* **Prompt**
Filter the records below down to lines containing "person".

(Phrase grounding data)
□ □ □ □ □ □ □
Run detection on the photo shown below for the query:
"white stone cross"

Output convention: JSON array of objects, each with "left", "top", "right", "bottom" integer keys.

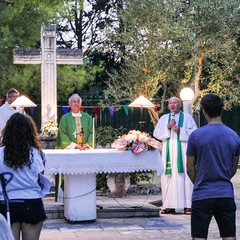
[{"left": 13, "top": 24, "right": 83, "bottom": 127}]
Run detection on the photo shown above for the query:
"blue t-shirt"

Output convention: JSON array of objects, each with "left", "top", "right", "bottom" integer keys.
[{"left": 187, "top": 124, "right": 240, "bottom": 201}]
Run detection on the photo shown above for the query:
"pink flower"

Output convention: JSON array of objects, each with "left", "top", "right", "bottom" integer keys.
[
  {"left": 112, "top": 138, "right": 127, "bottom": 150},
  {"left": 112, "top": 130, "right": 161, "bottom": 154},
  {"left": 131, "top": 142, "right": 145, "bottom": 154},
  {"left": 147, "top": 138, "right": 162, "bottom": 150}
]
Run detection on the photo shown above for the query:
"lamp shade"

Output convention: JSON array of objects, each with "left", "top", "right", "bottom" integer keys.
[
  {"left": 11, "top": 96, "right": 37, "bottom": 108},
  {"left": 180, "top": 87, "right": 194, "bottom": 101},
  {"left": 129, "top": 96, "right": 155, "bottom": 108}
]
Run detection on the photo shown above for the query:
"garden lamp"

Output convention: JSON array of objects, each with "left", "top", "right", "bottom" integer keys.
[
  {"left": 129, "top": 96, "right": 155, "bottom": 131},
  {"left": 180, "top": 87, "right": 194, "bottom": 114},
  {"left": 11, "top": 95, "right": 37, "bottom": 113}
]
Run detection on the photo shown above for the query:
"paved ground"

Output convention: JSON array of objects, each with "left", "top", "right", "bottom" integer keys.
[{"left": 40, "top": 172, "right": 240, "bottom": 240}]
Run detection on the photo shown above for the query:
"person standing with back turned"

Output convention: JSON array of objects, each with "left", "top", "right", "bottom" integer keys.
[
  {"left": 187, "top": 93, "right": 240, "bottom": 240},
  {"left": 153, "top": 97, "right": 197, "bottom": 214},
  {"left": 0, "top": 113, "right": 47, "bottom": 240}
]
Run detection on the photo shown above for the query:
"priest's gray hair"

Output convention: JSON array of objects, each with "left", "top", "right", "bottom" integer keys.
[
  {"left": 68, "top": 94, "right": 82, "bottom": 103},
  {"left": 169, "top": 97, "right": 182, "bottom": 107}
]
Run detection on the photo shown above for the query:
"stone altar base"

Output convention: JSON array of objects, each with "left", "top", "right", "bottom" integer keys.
[{"left": 64, "top": 174, "right": 96, "bottom": 221}]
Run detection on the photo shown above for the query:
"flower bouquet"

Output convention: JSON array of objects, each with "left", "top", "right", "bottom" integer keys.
[
  {"left": 112, "top": 130, "right": 162, "bottom": 154},
  {"left": 41, "top": 119, "right": 58, "bottom": 137}
]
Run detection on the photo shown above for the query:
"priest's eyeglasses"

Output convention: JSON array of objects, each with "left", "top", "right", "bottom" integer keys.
[{"left": 70, "top": 100, "right": 81, "bottom": 104}]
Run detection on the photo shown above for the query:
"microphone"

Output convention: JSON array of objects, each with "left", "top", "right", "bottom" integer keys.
[{"left": 168, "top": 112, "right": 175, "bottom": 130}]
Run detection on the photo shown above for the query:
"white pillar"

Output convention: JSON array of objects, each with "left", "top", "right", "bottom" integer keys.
[
  {"left": 182, "top": 101, "right": 192, "bottom": 115},
  {"left": 41, "top": 25, "right": 57, "bottom": 124}
]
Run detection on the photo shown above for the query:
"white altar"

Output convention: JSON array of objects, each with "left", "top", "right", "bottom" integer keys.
[{"left": 43, "top": 149, "right": 163, "bottom": 222}]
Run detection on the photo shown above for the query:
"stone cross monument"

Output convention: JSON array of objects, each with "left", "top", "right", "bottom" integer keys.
[{"left": 13, "top": 25, "right": 83, "bottom": 127}]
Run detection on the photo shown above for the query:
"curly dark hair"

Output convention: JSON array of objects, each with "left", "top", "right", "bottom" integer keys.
[{"left": 1, "top": 112, "right": 42, "bottom": 170}]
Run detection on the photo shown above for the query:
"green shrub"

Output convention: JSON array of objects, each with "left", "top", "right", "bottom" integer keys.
[{"left": 95, "top": 126, "right": 127, "bottom": 148}]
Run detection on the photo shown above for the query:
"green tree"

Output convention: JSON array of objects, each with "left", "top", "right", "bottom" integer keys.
[
  {"left": 0, "top": 0, "right": 60, "bottom": 101},
  {"left": 181, "top": 0, "right": 240, "bottom": 109},
  {"left": 55, "top": 0, "right": 123, "bottom": 102},
  {"left": 0, "top": 0, "right": 104, "bottom": 104},
  {"left": 102, "top": 0, "right": 240, "bottom": 125},
  {"left": 55, "top": 0, "right": 123, "bottom": 54}
]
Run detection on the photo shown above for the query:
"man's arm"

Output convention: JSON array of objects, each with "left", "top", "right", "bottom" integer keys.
[
  {"left": 187, "top": 156, "right": 197, "bottom": 184},
  {"left": 231, "top": 156, "right": 239, "bottom": 178},
  {"left": 56, "top": 116, "right": 73, "bottom": 149},
  {"left": 153, "top": 115, "right": 171, "bottom": 141}
]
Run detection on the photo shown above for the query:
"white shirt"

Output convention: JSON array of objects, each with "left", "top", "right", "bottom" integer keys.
[
  {"left": 0, "top": 102, "right": 21, "bottom": 137},
  {"left": 153, "top": 112, "right": 198, "bottom": 210},
  {"left": 0, "top": 147, "right": 45, "bottom": 200}
]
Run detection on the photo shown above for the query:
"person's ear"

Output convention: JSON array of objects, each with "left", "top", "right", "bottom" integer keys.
[{"left": 202, "top": 108, "right": 207, "bottom": 117}]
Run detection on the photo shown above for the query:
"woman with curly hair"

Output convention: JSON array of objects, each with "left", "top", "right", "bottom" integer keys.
[{"left": 0, "top": 112, "right": 47, "bottom": 240}]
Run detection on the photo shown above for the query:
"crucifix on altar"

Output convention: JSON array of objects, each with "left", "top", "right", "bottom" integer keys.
[{"left": 13, "top": 25, "right": 83, "bottom": 127}]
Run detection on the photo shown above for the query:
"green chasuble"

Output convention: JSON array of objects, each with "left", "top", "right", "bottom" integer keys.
[{"left": 56, "top": 111, "right": 93, "bottom": 149}]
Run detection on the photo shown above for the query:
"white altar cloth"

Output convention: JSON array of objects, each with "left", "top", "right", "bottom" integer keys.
[
  {"left": 43, "top": 149, "right": 163, "bottom": 221},
  {"left": 44, "top": 149, "right": 163, "bottom": 175}
]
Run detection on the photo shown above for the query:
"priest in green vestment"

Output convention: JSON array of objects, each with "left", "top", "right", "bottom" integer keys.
[
  {"left": 56, "top": 93, "right": 93, "bottom": 150},
  {"left": 153, "top": 97, "right": 197, "bottom": 214},
  {"left": 55, "top": 94, "right": 93, "bottom": 202}
]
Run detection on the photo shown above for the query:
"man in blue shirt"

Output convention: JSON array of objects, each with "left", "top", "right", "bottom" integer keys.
[{"left": 187, "top": 93, "right": 240, "bottom": 240}]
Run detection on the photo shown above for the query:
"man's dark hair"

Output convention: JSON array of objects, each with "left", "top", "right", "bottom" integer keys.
[{"left": 200, "top": 93, "right": 223, "bottom": 118}]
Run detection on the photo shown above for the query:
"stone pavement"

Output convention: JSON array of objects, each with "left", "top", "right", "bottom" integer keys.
[{"left": 40, "top": 172, "right": 240, "bottom": 240}]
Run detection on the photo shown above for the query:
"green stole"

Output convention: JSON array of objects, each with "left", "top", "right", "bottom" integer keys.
[{"left": 165, "top": 112, "right": 184, "bottom": 175}]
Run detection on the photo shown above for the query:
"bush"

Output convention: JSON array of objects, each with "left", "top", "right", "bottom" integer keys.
[{"left": 95, "top": 126, "right": 127, "bottom": 148}]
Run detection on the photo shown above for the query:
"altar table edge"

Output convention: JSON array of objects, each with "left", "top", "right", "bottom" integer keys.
[{"left": 43, "top": 149, "right": 164, "bottom": 176}]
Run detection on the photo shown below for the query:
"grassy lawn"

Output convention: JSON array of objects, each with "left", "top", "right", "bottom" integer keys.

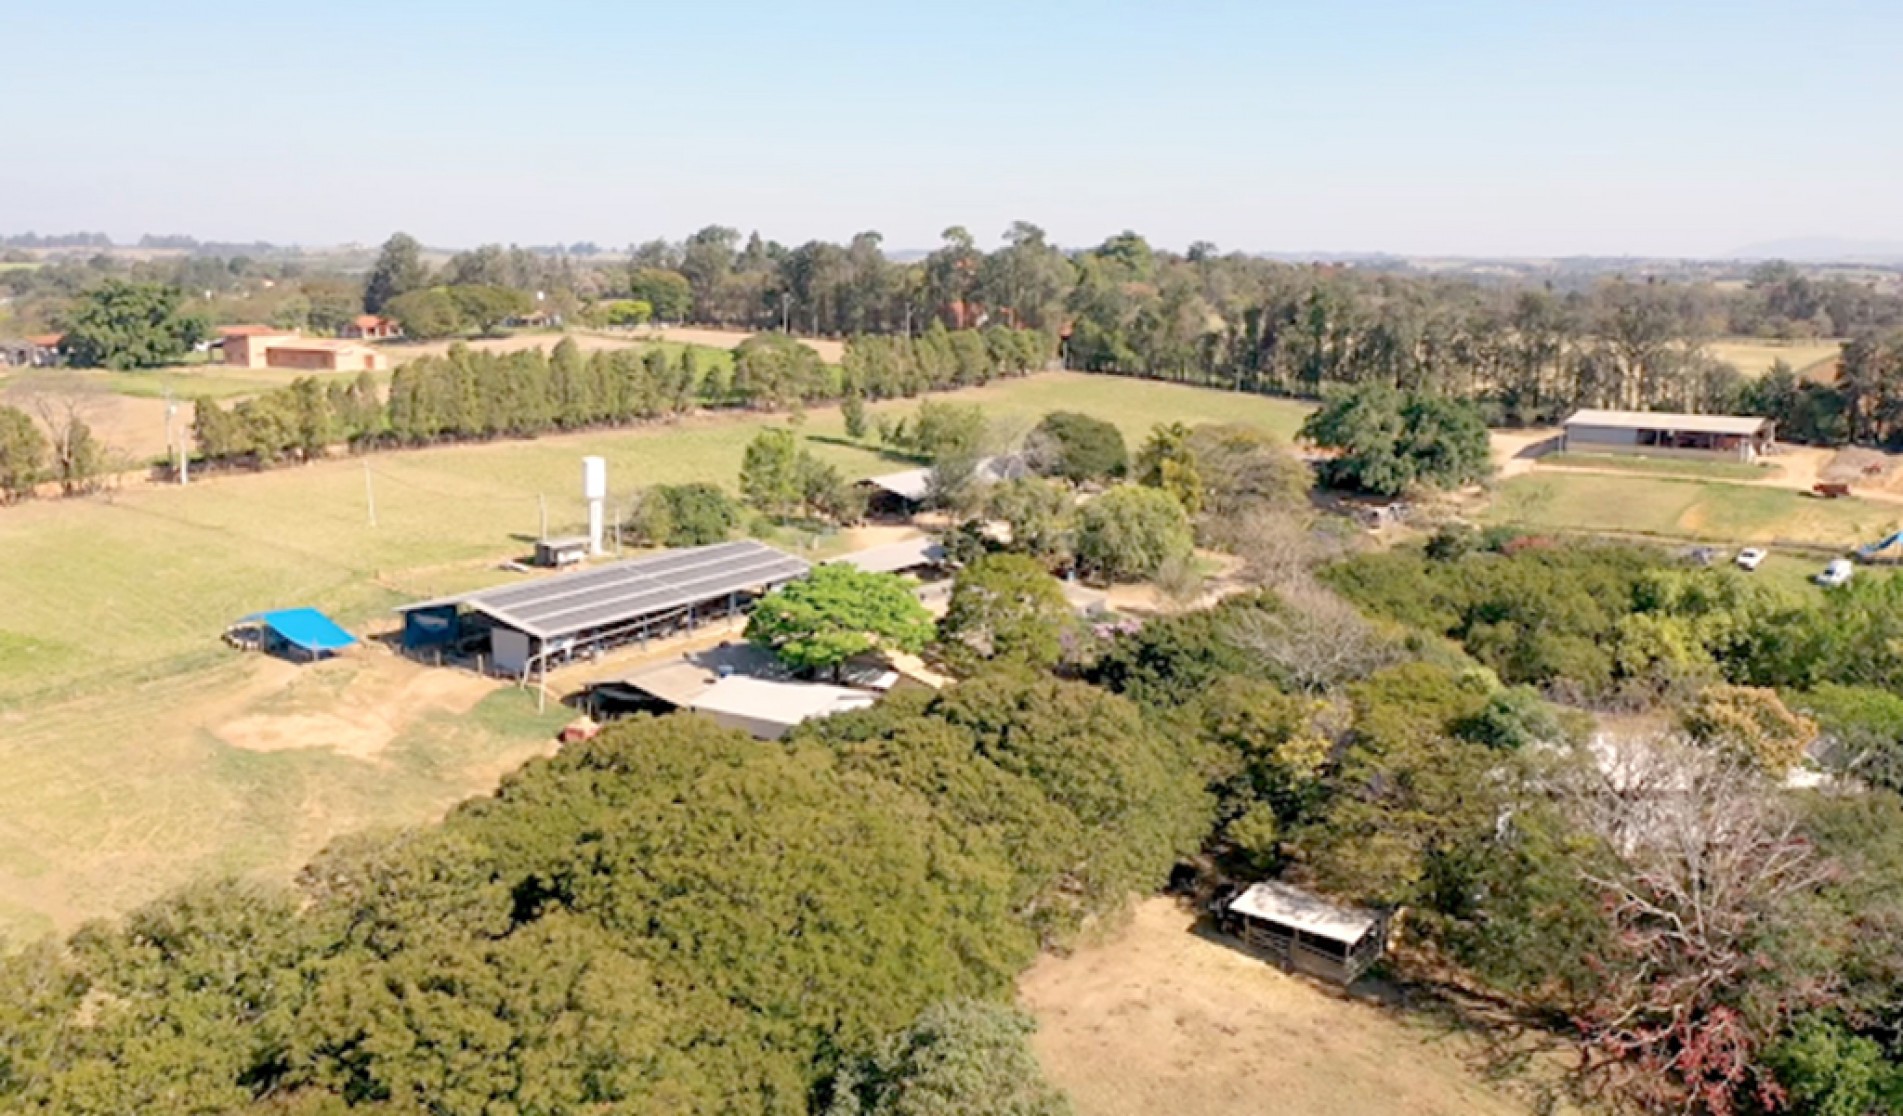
□ □ □ □ □ □ □
* **Response box**
"person standing with back turned"
"person's ear"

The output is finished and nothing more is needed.